### What to produce
Swap "yellow truck" for "red bus" wherever it occurs in the items below, and reproduce the lines with everything else unchanged.

### Data in this exercise
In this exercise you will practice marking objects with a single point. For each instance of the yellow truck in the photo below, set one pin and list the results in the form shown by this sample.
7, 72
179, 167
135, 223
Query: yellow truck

### Task solution
In this exercise you will practice marking objects with a single point. For each instance of the red bus in the photo below, set one pin and list the results in the form shown by this sample.
7, 72
179, 167
135, 223
Query: red bus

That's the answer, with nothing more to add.